Referring expression pointing data

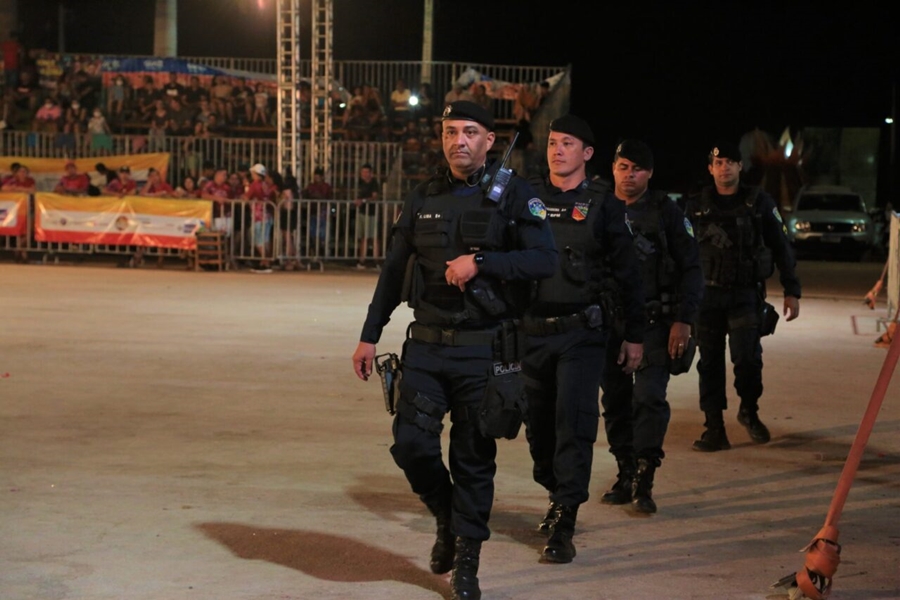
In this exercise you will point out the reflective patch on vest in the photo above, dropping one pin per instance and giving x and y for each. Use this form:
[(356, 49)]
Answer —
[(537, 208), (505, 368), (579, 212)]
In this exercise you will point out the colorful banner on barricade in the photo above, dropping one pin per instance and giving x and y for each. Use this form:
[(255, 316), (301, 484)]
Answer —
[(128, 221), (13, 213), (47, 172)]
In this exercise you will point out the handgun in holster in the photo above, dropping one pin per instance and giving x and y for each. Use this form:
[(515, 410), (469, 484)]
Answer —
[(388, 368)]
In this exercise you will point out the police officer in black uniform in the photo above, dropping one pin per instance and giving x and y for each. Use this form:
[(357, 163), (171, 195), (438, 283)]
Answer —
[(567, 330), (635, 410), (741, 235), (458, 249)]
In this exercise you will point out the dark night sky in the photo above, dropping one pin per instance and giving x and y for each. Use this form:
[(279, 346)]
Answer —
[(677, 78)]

_What the exercise asks_.
Search the data for "[(515, 410), (469, 484)]". Beginning with that line, set down every line through the last exactly.

_Task output_.
[(515, 410), (469, 484)]
Answer —
[(388, 368)]
In this exercise you will point out the police officer in black uniform in the photo above, dropping one pin per instance and giving x and y for each. Use this form:
[(357, 163), (171, 195), (438, 283)]
Answer —
[(567, 330), (635, 410), (741, 235), (458, 249)]
In this exercise you will point out the dark night sky in the photo above, dropping one pin per instance and giving x and y for each. Use this form:
[(279, 346)]
Answer —
[(677, 78)]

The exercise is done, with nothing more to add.